## TASK TO COMPLETE
Give every line of the records below as a numbered list, leaving out blank lines.

## RECORDS SUPPLIED

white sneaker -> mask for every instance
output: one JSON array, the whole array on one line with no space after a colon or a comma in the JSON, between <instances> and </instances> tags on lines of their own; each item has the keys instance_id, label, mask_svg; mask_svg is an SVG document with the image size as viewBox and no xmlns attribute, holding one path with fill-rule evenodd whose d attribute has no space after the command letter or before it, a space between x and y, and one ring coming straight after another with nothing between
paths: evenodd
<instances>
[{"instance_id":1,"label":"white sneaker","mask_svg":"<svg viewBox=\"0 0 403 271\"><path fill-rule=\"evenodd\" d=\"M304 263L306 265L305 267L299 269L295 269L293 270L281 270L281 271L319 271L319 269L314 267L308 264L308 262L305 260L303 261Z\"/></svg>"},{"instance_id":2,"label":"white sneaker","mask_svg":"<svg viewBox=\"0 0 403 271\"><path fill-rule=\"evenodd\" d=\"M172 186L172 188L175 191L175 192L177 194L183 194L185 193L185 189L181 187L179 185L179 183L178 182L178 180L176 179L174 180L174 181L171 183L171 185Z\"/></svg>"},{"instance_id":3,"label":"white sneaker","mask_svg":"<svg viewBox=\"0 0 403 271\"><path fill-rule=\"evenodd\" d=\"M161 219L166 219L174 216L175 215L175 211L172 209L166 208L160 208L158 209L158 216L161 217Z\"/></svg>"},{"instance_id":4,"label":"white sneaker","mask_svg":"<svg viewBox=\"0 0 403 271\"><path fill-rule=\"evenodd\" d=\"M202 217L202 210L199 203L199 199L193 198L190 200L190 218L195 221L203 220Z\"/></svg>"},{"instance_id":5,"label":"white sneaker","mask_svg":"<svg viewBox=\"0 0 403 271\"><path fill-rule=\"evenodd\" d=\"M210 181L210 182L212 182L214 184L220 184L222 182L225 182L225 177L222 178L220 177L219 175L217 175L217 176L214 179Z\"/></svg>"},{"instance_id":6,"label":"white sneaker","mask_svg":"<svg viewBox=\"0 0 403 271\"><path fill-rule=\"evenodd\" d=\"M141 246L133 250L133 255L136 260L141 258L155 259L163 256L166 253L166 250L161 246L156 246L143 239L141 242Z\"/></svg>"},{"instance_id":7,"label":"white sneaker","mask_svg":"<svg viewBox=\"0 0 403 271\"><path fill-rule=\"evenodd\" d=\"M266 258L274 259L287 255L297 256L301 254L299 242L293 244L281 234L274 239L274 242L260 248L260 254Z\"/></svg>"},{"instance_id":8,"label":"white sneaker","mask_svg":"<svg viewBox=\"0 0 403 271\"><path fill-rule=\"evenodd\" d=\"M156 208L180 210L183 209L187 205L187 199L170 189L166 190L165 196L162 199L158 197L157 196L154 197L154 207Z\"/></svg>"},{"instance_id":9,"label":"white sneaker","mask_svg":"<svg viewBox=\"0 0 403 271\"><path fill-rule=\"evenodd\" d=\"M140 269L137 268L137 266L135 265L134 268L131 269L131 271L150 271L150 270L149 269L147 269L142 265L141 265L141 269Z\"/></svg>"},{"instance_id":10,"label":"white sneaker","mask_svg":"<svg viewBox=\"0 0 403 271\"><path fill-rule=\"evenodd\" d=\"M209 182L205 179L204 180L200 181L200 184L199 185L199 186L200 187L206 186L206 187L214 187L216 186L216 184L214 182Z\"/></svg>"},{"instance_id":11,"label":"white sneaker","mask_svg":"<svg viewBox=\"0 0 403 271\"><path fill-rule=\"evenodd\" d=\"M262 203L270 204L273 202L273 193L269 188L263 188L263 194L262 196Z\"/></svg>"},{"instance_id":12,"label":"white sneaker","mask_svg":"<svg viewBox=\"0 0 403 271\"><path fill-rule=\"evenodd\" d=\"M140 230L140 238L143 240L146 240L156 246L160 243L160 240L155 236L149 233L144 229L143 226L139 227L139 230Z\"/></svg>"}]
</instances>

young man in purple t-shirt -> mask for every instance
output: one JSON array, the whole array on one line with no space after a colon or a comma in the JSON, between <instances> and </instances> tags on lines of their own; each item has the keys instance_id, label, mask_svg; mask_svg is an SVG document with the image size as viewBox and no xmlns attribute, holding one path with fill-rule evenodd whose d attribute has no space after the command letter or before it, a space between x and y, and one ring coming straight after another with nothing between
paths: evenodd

## TASK ANSWER
1. white sneaker -> mask for every instance
2. output: one JSON array, the whole array on one line with no space after a colon or a comma in the JSON, between <instances> and </instances> tags on lines of their own; each item has the keys instance_id, label, mask_svg; mask_svg is an SVG document with the image size as viewBox and no xmlns attribute, holding one path with fill-rule evenodd whose d attribute has no space after the command letter or before it, a space between x and y, and one ring coming straight after another with nothing between
3. paths: evenodd
4. <instances>
5. [{"instance_id":1,"label":"white sneaker","mask_svg":"<svg viewBox=\"0 0 403 271\"><path fill-rule=\"evenodd\" d=\"M304 263L306 265L305 267L299 269L295 269L293 270L281 270L281 271L319 271L319 269L314 267L308 264L308 262L305 260L303 261Z\"/></svg>"},{"instance_id":2,"label":"white sneaker","mask_svg":"<svg viewBox=\"0 0 403 271\"><path fill-rule=\"evenodd\" d=\"M172 186L172 188L175 191L175 192L177 194L183 194L185 193L185 189L181 187L179 185L179 183L178 182L178 180L176 179L174 180L174 181L171 183L171 185Z\"/></svg>"},{"instance_id":3,"label":"white sneaker","mask_svg":"<svg viewBox=\"0 0 403 271\"><path fill-rule=\"evenodd\" d=\"M161 219L166 219L174 216L175 215L175 211L172 209L166 208L160 208L158 209L158 216L161 217Z\"/></svg>"},{"instance_id":4,"label":"white sneaker","mask_svg":"<svg viewBox=\"0 0 403 271\"><path fill-rule=\"evenodd\" d=\"M202 217L202 210L199 203L199 199L193 198L190 200L190 218L195 221L203 220Z\"/></svg>"},{"instance_id":5,"label":"white sneaker","mask_svg":"<svg viewBox=\"0 0 403 271\"><path fill-rule=\"evenodd\" d=\"M210 181L210 182L212 182L214 184L220 184L222 182L225 182L225 177L222 178L220 177L219 175L217 175L217 176L214 179Z\"/></svg>"},{"instance_id":6,"label":"white sneaker","mask_svg":"<svg viewBox=\"0 0 403 271\"><path fill-rule=\"evenodd\" d=\"M141 246L133 250L133 255L136 260L141 258L155 259L163 256L166 253L166 250L161 246L156 246L143 239L141 242Z\"/></svg>"},{"instance_id":7,"label":"white sneaker","mask_svg":"<svg viewBox=\"0 0 403 271\"><path fill-rule=\"evenodd\" d=\"M266 258L274 259L287 255L297 256L301 254L299 242L293 244L281 234L274 239L274 242L260 248L260 254Z\"/></svg>"},{"instance_id":8,"label":"white sneaker","mask_svg":"<svg viewBox=\"0 0 403 271\"><path fill-rule=\"evenodd\" d=\"M156 208L180 210L183 209L187 205L187 199L170 189L166 190L165 196L162 199L158 197L157 196L154 197L154 207Z\"/></svg>"},{"instance_id":9,"label":"white sneaker","mask_svg":"<svg viewBox=\"0 0 403 271\"><path fill-rule=\"evenodd\" d=\"M140 269L137 268L137 266L135 265L134 268L131 269L131 271L150 271L150 270L149 269L147 269L142 265L141 265L141 269Z\"/></svg>"},{"instance_id":10,"label":"white sneaker","mask_svg":"<svg viewBox=\"0 0 403 271\"><path fill-rule=\"evenodd\" d=\"M209 182L205 179L204 180L200 181L200 184L199 185L199 186L200 187L206 186L206 187L214 187L216 186L216 184L214 182Z\"/></svg>"},{"instance_id":11,"label":"white sneaker","mask_svg":"<svg viewBox=\"0 0 403 271\"><path fill-rule=\"evenodd\" d=\"M262 203L270 204L273 202L273 193L269 188L263 188L263 194L262 196Z\"/></svg>"},{"instance_id":12,"label":"white sneaker","mask_svg":"<svg viewBox=\"0 0 403 271\"><path fill-rule=\"evenodd\" d=\"M140 230L140 238L143 240L146 240L156 246L160 243L160 240L155 236L149 233L144 229L143 226L139 227L139 230Z\"/></svg>"}]
6. </instances>
7. young man in purple t-shirt -> mask for every instance
8. output: one JSON array, the whole array on one line with no space after a colon or a comma in the JSON, between <instances> and </instances> tags on lines of their own; each item has the keys instance_id, label, mask_svg; mask_svg is an SVG document with the image size as viewBox and no xmlns attribute, holding one path with fill-rule evenodd whose d attribute has no space after the command letter or before it, a space between x and y, and one ring coming straight after another with nothing between
9. paths: evenodd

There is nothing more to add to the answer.